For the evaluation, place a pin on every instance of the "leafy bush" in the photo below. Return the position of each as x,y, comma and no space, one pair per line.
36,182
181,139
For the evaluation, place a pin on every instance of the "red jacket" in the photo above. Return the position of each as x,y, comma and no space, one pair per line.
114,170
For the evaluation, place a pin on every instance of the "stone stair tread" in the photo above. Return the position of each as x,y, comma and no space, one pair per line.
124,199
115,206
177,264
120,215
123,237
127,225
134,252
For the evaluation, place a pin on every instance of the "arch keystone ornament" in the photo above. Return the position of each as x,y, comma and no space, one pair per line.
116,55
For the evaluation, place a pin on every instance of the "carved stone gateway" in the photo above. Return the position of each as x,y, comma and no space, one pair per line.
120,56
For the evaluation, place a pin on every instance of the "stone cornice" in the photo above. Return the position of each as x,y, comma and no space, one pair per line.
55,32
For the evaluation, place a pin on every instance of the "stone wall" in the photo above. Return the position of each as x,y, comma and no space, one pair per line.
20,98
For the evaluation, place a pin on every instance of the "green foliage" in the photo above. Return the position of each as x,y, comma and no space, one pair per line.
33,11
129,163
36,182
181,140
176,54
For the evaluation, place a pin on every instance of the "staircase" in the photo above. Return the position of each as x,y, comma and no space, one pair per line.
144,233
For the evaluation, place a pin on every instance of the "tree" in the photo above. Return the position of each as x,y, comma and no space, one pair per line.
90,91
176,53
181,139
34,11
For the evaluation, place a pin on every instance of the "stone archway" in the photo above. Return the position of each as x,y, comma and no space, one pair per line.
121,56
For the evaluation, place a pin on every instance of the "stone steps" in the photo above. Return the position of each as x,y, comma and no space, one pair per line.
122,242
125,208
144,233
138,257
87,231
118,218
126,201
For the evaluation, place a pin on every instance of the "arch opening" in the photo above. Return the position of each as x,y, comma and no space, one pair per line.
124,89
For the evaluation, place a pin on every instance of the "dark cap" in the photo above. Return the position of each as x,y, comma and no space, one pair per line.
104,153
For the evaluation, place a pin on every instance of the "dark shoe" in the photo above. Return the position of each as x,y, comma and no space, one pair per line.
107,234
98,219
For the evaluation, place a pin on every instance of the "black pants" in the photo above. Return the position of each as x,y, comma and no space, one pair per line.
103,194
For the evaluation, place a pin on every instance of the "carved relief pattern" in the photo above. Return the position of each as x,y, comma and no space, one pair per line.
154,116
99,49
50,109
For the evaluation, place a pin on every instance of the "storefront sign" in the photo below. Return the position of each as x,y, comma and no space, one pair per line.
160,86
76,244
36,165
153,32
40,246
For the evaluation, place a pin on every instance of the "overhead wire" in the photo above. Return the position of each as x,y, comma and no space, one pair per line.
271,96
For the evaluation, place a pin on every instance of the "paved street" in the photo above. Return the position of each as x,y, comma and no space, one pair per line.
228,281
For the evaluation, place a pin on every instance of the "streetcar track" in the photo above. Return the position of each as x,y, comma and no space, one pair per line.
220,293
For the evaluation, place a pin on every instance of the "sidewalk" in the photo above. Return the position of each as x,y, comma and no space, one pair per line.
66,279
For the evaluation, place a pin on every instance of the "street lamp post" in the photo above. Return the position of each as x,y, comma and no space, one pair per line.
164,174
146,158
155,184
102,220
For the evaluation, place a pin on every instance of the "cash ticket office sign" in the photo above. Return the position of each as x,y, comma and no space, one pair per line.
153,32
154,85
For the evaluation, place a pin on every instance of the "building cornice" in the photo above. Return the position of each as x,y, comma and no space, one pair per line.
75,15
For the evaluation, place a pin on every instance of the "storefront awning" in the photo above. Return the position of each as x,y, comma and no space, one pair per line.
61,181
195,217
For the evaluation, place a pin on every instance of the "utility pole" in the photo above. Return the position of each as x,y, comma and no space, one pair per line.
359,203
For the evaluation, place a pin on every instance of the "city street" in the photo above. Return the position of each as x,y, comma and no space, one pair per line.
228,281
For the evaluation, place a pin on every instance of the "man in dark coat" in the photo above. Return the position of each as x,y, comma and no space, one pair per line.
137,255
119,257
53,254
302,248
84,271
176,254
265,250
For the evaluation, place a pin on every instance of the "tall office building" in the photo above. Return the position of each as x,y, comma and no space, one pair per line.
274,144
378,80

------------------------------------

Go through the records above and set each one down exactly, please.

For the evaluation, place a pin on every instance of the "leafy bush" in the photo below. Return the position of each as x,y, comma and no space, one pair per line.
36,182
181,139
For the evaluation, place a pin on every instance of the "red jacket" in the photo above. Return the position of each as x,y, comma and no space, one pair per line.
114,170
For the evaluation, place a pin on every instance of the "stone stair tread" in the photo above. Return the position of each as x,y, comma and no space, one pair per line.
124,199
115,206
177,264
120,215
123,237
127,225
134,252
For the evaluation, place a pin on every instance of the "arch keystone ornament" in the photo above. Return the position of each as x,y, comma and no space, one pair per line.
116,55
For the evaluation, place a pin on every instance of the "carved stone gateway" in the photo above. Return the position of each as x,y, comma and no space, one pair per line.
120,56
For the evaluation, place a pin on every instance of the "stone cornice" in the photo above. Return the position of each as x,y, comma and no space, one pair per line.
55,32
For the evaluation, place a pin on every instance of the "stone wall" in the photo above. Return the position of each as x,y, comma and no space, one pair per line.
20,98
For the evaluation, place a pin on every instance of the "green foliage" in the photo above. Return the position of each as x,y, comma and no space, one pair per line.
33,11
129,163
36,182
181,140
176,54
For the evaluation, place a pin on every instance of the "staircase" in the photo above. Return the position of each as x,y, comma and no space, one pair per line.
144,233
For the evaluation, place a pin on every instance of the "tree" in the photo above. Return the position of each as x,y, comma and no space, one pair per line.
90,91
176,53
181,139
34,11
For the evaluation, place a pin on every instance of the "stone archway" in the photo above. Return the position of each as x,y, comma and no space, one pair per line.
121,56
For the evaluation, place a pin on every instance of the "stone steps" in the photo above. Return the position of each as x,y, comma and no space, one pair per line.
122,242
125,208
144,233
138,257
87,231
118,218
126,201
For the evaluation, place a pin on every instance of the "arch opening" in the photo above. Return the position of each as x,y, comma and no space, one pair per line.
124,89
For the evaluation, place a pin on every instance of the "dark cap" in the photo above. Return the position of each as x,y, comma and no space, one pair per line.
104,153
For the evaluation, place a pin on every instance of the "dark shoe" in the photo above. Return the position of each as x,y, comma and no space, one pair per line.
107,234
98,219
For the evaluation, place a pin on every instance of the "black pants" in the photo above. Return the position of each as x,y, comma and no space, one pair per line.
103,194
For the evaluation, place a pin on every instance of the "carved relief pattern" in the photo above. Return the position of each as x,y, comma and no space, one pair per line.
154,116
99,49
50,109
For the evaluation, place a pin on every instance of the "storefront sign" in the photo below. Return the position of each as x,y, comma and no space, one pair per line.
160,86
76,244
36,165
153,32
40,246
For the evaluation, place a pin on every instance of the "overhead wire" in the photo above. Return the position of each as x,y, comma and no space, one pair per line.
271,96
For the evaluation, place a pin on every instance of the "paved street" in the photo above. Return the position of each as x,y, comma and no space, one pair per line.
228,281
For the evaluation, place a pin on every instance of the "streetcar track" in the photo above. Return the position of each as x,y, comma and no space, one pair per line.
220,293
For the evaluation, place a pin on every instance of the "sidewalk" in the photo above. Return the position of each as x,y, comma and no space, one pair per line.
66,279
For the evaluation, place a pin on every instance of the "street lamp post" in the photo above. Return the position of each as x,y, comma and no space, one pair per line.
164,174
146,158
155,184
102,220
For the evaluation, place a pin on every instance of the "cash ticket office sign" in the photo above. Return the position of each as x,y, comma and no space, one pair per line.
153,32
154,85
For the evaluation, place a pin on every instance of the "building cornice" in the photo above. Return the position of each as x,y, comma and no space, one pair per line.
75,15
For the evaluation, place a pin on every instance of the "storefront awning" in the photo above. Return the position of each as x,y, comma and no space, one pair per line.
61,181
195,217
For the evaluation, place a pin on every instance of the "utility pole" in the photo above. Return the position of each as x,y, comma and no space, one pair per line.
359,203
For the evaluation, place a pin on every instance of the "city street" in the photo above. Return the position of each as x,y, comma and no space, one pair per line.
228,281
For the evaluation, place a pin on every instance of the "man in dark coat" in the photo above. Return the position of each as x,y, comma and no space, one pair per line.
137,255
119,257
53,254
302,248
84,271
176,254
265,250
For the evaluation, place a pin on every instance of the "tall office building" in the photo above. Return the position of each as x,y, comma and no space, one pair per line.
274,144
378,80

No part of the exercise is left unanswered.